### Task goal
Every line below that holds the word "carved" counts once; please tally them and give only the total.

··· Data records ···

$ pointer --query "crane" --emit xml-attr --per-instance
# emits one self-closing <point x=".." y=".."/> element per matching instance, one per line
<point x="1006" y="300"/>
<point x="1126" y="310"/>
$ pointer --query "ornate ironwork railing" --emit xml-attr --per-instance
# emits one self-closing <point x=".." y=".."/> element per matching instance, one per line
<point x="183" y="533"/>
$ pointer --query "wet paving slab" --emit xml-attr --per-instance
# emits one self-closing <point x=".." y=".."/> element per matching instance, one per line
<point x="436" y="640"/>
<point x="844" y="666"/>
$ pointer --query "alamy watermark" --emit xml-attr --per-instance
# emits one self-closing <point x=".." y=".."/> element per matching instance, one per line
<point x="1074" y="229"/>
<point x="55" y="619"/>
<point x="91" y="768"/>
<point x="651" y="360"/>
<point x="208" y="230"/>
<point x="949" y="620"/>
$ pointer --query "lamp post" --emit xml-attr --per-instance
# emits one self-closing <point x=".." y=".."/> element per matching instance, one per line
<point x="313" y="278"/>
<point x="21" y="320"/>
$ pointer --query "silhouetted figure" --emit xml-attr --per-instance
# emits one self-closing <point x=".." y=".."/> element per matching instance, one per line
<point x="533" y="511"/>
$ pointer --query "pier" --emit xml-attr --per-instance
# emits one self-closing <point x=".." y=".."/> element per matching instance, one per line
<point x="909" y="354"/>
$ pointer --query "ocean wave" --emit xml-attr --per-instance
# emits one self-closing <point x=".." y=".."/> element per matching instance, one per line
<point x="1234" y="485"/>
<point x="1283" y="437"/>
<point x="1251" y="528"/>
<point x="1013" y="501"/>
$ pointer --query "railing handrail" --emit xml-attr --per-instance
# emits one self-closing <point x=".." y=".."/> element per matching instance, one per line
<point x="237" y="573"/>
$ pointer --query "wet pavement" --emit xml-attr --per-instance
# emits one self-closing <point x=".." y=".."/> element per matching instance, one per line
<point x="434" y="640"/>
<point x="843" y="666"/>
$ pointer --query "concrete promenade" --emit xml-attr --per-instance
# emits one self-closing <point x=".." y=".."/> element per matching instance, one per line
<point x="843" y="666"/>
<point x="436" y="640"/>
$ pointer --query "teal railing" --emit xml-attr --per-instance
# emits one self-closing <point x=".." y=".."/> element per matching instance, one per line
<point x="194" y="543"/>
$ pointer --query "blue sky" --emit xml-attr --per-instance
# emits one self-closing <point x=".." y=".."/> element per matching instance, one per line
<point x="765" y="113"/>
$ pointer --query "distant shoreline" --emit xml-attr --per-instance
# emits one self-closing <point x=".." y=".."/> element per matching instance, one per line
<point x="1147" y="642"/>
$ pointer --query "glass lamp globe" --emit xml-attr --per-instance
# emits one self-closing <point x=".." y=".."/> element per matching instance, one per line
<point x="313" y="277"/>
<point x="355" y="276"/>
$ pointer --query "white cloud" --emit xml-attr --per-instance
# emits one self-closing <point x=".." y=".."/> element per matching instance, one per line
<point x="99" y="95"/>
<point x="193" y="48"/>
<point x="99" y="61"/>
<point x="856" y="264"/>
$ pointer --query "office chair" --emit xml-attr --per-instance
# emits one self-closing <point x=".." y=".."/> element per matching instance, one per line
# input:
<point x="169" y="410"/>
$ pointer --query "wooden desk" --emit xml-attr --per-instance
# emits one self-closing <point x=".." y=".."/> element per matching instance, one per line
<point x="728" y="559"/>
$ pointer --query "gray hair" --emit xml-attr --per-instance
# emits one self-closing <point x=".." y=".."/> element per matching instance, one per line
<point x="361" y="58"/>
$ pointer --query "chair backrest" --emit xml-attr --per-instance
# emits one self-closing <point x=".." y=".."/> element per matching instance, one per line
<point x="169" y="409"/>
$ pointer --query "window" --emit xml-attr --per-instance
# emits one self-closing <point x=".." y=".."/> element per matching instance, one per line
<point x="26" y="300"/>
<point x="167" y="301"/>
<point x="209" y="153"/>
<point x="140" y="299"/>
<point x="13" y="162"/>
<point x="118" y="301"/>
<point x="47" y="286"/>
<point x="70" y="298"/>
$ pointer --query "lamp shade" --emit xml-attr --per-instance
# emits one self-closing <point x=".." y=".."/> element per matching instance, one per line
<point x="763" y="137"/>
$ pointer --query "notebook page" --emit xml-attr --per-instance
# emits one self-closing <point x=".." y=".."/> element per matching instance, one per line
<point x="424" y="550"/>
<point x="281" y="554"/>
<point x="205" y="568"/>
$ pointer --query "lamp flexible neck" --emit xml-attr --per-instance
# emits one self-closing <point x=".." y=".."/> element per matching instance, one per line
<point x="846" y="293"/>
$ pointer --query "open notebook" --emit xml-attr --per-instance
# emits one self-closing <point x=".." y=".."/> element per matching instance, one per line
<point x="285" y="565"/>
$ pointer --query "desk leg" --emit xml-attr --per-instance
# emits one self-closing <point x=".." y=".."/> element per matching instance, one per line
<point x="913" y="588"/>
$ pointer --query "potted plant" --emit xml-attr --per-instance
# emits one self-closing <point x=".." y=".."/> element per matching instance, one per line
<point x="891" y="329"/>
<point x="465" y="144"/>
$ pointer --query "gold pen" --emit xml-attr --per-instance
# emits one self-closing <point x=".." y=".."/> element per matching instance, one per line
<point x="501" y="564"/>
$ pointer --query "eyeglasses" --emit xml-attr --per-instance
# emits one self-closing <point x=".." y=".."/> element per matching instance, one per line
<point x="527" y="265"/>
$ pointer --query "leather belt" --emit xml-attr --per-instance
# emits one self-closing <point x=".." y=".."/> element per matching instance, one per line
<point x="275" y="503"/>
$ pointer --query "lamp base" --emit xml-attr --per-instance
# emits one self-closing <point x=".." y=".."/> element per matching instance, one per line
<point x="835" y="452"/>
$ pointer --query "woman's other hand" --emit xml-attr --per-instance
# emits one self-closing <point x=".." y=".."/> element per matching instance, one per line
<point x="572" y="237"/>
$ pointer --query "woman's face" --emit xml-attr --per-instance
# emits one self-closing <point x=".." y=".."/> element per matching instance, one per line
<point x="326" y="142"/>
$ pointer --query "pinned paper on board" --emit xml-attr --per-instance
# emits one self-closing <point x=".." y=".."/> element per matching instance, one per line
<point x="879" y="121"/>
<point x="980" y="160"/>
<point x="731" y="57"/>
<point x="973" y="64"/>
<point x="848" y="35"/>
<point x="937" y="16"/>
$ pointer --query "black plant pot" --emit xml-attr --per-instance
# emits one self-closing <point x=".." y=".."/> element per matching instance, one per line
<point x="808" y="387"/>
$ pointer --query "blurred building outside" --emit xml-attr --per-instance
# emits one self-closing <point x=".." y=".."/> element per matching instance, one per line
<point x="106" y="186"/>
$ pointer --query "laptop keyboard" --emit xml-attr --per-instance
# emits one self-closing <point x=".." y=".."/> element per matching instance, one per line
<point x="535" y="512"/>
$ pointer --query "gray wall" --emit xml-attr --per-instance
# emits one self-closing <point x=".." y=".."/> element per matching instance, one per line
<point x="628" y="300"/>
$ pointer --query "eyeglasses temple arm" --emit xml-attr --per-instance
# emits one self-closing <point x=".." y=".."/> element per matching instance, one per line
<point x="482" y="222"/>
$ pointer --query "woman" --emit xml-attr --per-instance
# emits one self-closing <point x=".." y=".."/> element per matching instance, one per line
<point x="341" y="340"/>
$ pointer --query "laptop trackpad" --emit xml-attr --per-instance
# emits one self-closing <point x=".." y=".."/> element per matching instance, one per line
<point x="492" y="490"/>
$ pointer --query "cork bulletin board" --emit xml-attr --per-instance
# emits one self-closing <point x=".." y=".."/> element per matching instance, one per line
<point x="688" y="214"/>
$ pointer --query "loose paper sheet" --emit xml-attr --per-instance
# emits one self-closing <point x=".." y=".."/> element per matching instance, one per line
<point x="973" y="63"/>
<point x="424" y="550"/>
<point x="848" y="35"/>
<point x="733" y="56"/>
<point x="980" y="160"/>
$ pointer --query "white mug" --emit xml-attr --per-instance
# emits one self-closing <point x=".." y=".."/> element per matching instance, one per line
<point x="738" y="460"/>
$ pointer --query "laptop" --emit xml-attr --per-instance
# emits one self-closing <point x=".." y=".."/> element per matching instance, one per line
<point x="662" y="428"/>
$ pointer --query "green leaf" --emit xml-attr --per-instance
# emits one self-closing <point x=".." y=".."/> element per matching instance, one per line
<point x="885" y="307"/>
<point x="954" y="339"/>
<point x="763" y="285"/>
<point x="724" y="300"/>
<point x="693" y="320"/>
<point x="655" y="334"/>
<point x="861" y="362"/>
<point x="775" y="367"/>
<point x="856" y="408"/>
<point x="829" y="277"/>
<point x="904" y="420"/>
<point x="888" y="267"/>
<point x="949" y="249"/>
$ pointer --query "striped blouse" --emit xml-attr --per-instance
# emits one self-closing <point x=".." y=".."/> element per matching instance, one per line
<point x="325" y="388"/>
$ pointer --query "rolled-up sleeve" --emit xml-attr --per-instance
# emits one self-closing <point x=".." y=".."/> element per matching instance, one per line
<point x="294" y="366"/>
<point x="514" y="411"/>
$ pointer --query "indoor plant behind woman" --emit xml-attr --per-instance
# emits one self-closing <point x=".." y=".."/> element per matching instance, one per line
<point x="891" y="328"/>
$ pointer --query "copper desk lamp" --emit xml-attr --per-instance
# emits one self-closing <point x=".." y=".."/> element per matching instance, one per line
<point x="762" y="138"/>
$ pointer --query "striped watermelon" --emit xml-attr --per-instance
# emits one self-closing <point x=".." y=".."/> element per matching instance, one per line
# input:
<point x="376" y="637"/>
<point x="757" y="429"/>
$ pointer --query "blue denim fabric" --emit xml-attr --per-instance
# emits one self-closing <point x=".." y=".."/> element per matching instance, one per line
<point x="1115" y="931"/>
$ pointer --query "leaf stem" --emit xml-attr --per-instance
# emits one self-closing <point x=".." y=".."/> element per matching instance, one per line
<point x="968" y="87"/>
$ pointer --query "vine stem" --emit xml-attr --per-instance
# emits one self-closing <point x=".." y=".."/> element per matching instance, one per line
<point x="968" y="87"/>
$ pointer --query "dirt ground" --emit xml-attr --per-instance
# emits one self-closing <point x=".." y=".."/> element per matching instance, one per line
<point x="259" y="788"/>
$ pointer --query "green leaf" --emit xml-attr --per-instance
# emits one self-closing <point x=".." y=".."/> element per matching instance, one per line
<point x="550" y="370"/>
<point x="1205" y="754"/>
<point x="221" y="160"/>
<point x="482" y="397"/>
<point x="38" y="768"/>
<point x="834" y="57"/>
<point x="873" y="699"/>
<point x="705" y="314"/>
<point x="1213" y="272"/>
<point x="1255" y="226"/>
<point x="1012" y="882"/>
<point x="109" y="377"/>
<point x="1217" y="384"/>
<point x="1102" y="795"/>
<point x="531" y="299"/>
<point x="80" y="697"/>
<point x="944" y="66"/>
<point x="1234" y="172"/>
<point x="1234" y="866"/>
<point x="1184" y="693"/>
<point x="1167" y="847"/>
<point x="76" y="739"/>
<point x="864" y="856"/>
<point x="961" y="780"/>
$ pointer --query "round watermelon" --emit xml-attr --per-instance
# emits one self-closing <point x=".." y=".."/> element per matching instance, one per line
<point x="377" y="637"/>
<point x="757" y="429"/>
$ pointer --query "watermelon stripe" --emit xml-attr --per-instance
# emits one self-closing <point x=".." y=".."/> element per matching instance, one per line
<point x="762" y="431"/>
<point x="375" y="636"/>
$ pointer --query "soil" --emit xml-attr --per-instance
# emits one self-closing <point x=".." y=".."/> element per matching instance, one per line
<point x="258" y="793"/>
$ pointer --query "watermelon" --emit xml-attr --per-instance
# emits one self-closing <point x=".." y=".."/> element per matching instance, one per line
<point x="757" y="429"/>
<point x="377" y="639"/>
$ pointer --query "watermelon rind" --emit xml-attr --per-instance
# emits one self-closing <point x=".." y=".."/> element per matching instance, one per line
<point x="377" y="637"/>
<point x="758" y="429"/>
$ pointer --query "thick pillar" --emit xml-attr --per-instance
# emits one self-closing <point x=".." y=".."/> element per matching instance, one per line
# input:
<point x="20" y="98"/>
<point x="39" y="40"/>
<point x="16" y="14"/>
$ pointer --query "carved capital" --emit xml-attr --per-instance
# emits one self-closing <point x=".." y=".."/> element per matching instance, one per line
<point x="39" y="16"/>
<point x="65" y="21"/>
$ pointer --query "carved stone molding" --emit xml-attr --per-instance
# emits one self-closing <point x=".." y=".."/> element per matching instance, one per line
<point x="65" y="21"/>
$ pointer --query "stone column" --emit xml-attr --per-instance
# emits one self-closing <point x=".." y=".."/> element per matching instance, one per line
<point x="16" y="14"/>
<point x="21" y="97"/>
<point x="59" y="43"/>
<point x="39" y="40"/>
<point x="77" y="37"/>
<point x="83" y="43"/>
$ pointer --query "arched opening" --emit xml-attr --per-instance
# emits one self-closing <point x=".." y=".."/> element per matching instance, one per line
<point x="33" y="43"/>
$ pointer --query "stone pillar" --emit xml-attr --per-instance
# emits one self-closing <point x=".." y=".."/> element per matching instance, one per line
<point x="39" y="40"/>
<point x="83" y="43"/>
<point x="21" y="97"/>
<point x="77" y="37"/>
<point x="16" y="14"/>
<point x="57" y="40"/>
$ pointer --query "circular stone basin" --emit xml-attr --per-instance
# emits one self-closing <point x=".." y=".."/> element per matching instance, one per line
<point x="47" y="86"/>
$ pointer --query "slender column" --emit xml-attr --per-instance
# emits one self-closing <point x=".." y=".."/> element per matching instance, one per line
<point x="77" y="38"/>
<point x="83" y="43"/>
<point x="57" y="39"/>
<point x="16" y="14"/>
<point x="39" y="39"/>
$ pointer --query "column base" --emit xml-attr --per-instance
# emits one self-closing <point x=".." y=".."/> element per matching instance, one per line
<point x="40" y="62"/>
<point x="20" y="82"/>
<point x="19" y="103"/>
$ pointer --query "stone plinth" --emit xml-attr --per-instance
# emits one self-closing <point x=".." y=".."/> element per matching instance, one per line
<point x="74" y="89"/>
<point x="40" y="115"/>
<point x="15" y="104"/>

···

### Task response
2